(Dataset content Opens)

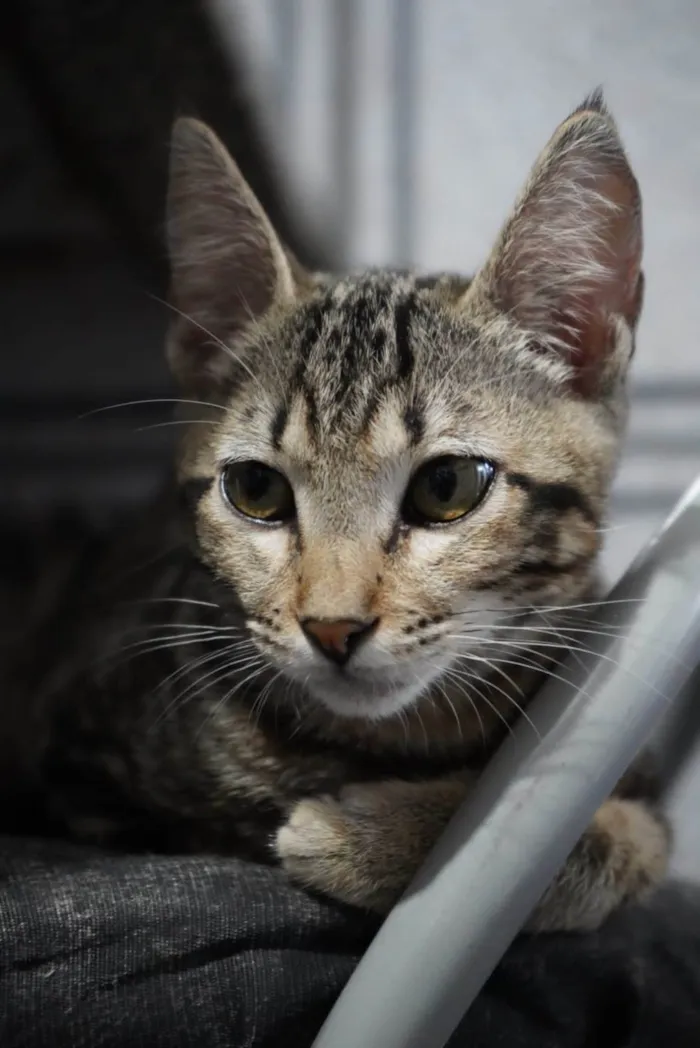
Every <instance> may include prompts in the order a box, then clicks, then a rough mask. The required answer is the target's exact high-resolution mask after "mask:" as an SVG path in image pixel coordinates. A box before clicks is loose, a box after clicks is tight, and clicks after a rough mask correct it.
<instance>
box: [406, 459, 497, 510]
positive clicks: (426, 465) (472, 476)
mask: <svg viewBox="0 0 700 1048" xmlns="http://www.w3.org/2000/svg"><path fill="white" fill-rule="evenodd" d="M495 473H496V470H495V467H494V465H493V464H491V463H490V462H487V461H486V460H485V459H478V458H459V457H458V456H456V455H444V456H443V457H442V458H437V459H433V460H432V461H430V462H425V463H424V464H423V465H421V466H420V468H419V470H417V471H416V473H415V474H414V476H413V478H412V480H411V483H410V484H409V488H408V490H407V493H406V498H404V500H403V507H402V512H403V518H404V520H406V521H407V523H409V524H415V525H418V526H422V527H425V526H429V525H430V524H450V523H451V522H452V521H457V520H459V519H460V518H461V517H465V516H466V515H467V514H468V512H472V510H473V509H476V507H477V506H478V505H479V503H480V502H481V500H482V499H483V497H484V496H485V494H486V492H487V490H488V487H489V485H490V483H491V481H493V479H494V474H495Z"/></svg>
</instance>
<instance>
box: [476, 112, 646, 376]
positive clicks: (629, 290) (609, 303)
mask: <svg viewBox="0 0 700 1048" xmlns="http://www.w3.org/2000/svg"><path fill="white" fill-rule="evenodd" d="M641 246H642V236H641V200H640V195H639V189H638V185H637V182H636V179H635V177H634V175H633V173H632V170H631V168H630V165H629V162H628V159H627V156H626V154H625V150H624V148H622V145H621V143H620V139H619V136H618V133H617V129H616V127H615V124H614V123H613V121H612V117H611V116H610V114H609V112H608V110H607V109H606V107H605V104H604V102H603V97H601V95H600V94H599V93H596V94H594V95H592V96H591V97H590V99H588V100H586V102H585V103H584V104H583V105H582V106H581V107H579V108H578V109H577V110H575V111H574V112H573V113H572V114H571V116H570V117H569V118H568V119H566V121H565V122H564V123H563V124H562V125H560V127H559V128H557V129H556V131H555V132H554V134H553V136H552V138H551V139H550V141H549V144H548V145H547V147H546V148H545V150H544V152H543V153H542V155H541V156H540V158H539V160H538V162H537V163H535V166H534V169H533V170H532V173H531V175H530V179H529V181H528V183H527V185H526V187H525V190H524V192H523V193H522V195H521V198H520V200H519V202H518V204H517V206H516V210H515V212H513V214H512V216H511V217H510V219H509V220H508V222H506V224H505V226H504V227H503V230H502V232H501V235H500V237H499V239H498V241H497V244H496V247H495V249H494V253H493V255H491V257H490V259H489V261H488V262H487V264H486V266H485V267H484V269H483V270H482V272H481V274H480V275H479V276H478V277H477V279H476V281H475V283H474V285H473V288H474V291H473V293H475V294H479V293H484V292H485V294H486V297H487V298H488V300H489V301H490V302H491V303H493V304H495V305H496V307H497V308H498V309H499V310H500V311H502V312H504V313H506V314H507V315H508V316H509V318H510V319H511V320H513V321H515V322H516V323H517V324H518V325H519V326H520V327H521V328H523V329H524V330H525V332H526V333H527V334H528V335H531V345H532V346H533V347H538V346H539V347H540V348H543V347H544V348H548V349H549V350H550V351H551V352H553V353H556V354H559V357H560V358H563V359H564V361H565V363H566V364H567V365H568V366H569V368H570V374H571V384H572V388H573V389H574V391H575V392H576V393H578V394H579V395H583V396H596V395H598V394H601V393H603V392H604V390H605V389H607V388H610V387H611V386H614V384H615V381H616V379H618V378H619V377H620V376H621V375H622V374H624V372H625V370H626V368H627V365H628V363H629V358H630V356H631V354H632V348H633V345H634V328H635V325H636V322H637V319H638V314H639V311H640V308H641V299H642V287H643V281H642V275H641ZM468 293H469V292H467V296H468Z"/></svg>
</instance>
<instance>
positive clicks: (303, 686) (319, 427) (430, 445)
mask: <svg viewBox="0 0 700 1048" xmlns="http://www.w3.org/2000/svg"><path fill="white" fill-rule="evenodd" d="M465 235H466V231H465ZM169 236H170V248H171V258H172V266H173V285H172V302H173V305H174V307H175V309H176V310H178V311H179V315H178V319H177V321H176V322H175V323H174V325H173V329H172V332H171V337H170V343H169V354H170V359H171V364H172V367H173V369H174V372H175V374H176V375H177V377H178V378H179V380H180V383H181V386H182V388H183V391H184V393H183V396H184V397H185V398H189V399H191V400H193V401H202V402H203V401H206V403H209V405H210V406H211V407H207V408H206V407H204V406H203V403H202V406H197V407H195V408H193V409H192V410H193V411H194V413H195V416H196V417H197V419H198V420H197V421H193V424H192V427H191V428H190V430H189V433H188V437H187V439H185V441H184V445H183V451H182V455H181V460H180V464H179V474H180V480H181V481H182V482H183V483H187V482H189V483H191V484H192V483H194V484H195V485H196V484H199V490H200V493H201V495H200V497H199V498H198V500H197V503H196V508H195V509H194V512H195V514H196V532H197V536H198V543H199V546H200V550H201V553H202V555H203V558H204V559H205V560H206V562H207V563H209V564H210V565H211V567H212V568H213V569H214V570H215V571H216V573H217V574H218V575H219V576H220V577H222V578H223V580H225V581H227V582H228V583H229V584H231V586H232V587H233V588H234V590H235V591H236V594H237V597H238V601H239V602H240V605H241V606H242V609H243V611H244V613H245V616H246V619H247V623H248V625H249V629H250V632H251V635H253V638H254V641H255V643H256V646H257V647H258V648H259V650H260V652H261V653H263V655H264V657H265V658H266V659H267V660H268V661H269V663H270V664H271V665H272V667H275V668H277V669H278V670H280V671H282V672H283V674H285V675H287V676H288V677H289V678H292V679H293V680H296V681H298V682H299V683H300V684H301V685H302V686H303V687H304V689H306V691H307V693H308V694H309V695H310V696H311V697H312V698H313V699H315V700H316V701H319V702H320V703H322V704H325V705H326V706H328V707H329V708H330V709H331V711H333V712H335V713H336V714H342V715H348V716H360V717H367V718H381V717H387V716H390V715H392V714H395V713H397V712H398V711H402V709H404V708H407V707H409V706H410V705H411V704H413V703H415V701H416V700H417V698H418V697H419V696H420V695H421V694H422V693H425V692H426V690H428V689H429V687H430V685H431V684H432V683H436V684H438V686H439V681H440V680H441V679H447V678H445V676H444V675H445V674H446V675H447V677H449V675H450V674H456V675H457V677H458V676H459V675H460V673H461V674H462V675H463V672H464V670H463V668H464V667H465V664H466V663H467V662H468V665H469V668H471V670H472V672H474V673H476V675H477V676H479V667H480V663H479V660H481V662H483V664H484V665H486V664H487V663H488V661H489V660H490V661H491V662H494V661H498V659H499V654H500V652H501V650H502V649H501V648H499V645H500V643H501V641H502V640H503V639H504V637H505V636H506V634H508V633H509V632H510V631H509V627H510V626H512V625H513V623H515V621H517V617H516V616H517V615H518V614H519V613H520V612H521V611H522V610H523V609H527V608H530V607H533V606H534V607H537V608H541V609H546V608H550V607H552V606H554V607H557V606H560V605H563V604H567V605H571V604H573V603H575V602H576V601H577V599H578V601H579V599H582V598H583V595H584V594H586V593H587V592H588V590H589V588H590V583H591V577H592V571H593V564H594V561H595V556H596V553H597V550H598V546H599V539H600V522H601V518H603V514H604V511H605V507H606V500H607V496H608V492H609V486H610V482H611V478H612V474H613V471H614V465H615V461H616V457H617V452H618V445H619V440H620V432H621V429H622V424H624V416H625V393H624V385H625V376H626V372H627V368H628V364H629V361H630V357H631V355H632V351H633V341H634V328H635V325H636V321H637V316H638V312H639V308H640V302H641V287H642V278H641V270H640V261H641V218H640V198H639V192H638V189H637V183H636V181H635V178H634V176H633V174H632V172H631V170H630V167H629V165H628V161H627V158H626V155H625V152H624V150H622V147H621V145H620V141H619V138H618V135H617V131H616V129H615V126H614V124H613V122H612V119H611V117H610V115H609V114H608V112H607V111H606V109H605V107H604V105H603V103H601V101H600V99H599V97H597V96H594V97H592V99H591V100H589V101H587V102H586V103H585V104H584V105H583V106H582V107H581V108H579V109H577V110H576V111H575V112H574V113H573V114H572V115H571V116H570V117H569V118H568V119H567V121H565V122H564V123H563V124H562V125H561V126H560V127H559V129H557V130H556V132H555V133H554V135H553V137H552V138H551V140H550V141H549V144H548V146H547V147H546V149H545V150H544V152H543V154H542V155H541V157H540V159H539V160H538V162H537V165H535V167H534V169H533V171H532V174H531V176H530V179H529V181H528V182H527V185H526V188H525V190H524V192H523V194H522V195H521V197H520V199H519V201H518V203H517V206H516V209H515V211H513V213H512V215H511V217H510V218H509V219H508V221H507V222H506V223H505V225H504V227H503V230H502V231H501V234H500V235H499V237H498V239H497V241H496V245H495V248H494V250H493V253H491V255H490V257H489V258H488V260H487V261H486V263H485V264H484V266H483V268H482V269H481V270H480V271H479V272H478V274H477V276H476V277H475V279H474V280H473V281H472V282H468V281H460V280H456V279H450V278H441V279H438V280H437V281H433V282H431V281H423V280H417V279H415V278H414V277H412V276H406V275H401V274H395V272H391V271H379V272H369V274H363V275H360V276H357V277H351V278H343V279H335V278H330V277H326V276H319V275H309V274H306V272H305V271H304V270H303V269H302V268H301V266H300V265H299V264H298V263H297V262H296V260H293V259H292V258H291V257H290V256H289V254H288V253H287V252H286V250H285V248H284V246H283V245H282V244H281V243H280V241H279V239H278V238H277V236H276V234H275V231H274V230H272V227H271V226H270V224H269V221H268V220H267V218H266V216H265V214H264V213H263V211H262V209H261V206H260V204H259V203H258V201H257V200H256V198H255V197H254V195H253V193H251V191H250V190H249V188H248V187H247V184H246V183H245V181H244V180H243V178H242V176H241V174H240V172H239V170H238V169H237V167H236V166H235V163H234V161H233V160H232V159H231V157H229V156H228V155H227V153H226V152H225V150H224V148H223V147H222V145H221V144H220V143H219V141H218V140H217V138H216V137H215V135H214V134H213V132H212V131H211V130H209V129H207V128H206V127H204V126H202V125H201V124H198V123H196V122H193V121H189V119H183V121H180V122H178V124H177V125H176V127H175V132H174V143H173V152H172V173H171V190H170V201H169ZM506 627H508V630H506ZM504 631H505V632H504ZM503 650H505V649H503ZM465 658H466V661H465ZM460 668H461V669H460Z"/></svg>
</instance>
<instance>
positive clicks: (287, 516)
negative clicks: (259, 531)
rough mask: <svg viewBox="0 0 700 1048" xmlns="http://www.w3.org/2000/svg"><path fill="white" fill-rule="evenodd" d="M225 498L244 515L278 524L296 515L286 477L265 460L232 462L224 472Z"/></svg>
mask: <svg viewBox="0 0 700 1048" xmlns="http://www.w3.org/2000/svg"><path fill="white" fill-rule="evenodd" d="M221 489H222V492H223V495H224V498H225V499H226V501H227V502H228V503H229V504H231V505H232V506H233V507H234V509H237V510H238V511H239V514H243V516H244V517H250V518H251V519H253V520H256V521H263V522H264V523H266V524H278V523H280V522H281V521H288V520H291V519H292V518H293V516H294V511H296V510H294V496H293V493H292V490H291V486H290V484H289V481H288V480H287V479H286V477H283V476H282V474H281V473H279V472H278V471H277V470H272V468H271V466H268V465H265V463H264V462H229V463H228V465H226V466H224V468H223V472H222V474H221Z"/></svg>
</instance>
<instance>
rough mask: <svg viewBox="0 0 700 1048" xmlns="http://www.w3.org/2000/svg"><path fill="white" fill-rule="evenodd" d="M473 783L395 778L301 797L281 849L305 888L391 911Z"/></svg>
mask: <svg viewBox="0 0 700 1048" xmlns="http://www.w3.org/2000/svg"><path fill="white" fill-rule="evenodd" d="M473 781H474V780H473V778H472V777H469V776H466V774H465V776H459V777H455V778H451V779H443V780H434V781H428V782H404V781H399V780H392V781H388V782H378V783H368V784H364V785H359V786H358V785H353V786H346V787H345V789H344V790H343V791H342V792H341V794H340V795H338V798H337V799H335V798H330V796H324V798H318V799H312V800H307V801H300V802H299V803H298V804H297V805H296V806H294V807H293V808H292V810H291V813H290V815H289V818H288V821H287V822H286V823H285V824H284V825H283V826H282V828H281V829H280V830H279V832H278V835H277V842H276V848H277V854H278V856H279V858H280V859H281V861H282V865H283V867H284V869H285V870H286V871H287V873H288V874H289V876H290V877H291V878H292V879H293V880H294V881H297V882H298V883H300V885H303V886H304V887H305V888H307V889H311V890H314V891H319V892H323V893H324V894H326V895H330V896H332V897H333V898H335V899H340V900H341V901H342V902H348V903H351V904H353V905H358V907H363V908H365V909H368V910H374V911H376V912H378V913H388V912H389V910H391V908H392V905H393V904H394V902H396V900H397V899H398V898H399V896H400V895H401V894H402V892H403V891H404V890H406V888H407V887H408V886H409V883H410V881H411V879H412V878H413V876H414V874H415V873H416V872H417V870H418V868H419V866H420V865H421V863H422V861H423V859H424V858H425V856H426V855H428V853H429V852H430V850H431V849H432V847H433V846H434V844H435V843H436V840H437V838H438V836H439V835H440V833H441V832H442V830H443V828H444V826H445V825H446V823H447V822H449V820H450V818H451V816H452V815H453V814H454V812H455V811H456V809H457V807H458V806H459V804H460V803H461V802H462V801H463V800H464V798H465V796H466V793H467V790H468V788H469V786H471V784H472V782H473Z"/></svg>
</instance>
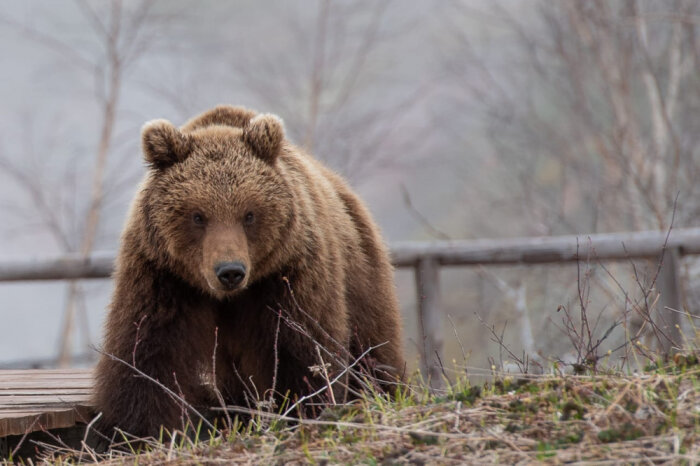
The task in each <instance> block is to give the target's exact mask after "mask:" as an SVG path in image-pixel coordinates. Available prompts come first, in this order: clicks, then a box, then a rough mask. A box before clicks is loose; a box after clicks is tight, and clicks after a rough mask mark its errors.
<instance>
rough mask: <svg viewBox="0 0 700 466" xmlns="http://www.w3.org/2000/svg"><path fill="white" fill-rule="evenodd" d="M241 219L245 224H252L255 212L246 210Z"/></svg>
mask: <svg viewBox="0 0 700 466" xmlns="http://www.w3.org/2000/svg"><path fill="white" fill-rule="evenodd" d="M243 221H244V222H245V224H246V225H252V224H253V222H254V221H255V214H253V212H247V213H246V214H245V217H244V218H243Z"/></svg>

(Dataset content Closes)

== Requirement ==
Work through the data above line by line and give the number of lines in which "tight" occurs. Add nothing else.

== Worked solution ==
2